The Stacks project

Lemma 29.53.13. Let $f : Y \to X$ be a quasi-compact and quasi-separated morphism of schemes. Let $X'$ be the normalization of $X$ in $Y$. Assume

  1. $Y$ is a normal scheme,

  2. quasi-compact opens of $Y$ have finitely many irreducible components.

Then $X'$ is a disjoint union of integral normal schemes. Moreover, the morphism $Y \to X'$ is dominant and induces a bijection of irreducible components.

**EXERCISE 1**: Substitute "tree stump" for "tree trunk" in the records, everything from the line containing "locate distant shrub" down to the end of the records, and give those lines again with all else unchanged.
The records that come next have nothing to do with the lemma.

**RECORDS SHOWN**:
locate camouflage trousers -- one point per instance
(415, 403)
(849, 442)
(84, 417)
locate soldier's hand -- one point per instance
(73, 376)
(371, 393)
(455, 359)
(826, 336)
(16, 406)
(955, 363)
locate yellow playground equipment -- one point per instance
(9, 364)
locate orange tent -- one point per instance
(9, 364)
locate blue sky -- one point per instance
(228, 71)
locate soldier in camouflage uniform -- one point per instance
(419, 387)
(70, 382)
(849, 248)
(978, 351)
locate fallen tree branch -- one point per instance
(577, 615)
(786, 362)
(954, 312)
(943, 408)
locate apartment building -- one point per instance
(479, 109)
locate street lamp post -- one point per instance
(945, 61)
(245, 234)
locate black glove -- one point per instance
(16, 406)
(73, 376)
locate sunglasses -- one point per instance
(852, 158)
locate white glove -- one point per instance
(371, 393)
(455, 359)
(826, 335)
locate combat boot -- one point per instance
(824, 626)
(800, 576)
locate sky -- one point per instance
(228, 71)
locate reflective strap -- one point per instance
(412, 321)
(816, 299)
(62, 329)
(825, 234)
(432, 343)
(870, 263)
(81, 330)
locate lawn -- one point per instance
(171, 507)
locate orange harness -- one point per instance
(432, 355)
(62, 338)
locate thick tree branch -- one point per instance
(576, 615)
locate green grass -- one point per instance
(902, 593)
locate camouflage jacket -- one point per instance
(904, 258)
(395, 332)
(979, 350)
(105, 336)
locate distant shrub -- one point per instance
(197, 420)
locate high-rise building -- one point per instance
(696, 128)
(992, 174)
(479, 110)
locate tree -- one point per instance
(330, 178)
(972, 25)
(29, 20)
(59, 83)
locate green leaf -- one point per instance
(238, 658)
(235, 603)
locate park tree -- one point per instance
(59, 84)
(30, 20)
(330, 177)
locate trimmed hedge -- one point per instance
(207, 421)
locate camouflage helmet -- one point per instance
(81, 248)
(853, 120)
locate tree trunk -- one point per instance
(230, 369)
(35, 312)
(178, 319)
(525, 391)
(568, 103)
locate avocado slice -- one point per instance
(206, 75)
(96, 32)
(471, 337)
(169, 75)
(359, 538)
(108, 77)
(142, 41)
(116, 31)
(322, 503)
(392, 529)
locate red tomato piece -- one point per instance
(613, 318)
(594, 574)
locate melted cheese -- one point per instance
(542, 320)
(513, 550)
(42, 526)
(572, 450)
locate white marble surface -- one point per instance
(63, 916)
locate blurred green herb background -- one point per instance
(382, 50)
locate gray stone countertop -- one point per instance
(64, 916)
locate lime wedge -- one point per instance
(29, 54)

**EXERCISE 2**: Copy out the lemma word for word, everything from "1. $Y$ is a" down to "of irreducible components.".

**EXPECTED ANSWER 1**:
locate distant shrub -- one point per instance
(197, 420)
locate high-rise building -- one point per instance
(696, 128)
(992, 174)
(479, 110)
locate tree -- one point per instance
(330, 178)
(972, 25)
(29, 20)
(59, 83)
locate green leaf -- one point per instance
(238, 658)
(235, 603)
locate park tree -- one point per instance
(59, 84)
(30, 20)
(330, 177)
locate trimmed hedge -- one point per instance
(207, 421)
locate camouflage helmet -- one point per instance
(81, 248)
(853, 120)
locate tree stump -- one point per instance
(230, 369)
(35, 312)
(178, 319)
(525, 391)
(568, 103)
locate avocado slice -- one point per instance
(206, 75)
(96, 32)
(471, 337)
(169, 75)
(359, 538)
(108, 77)
(142, 41)
(116, 31)
(322, 503)
(392, 529)
locate red tomato piece -- one point per instance
(613, 318)
(594, 574)
locate melted cheese -- one point per instance
(542, 320)
(513, 550)
(42, 526)
(572, 450)
locate white marble surface -- one point per instance
(63, 916)
locate blurred green herb background -- one point per instance
(382, 50)
locate gray stone countertop -- one point per instance
(64, 916)
locate lime wedge -- one point per instance
(29, 54)

**EXPECTED ANSWER 2**:
1. $Y$ is a normal scheme,

  2. quasi-compact opens of $Y$ have finitely many irreducible components.

Then $X'$ is a disjoint union of integral normal schemes. Moreover, the morphism $Y \to X'$ is dominant and induces a bijection of irreducible components.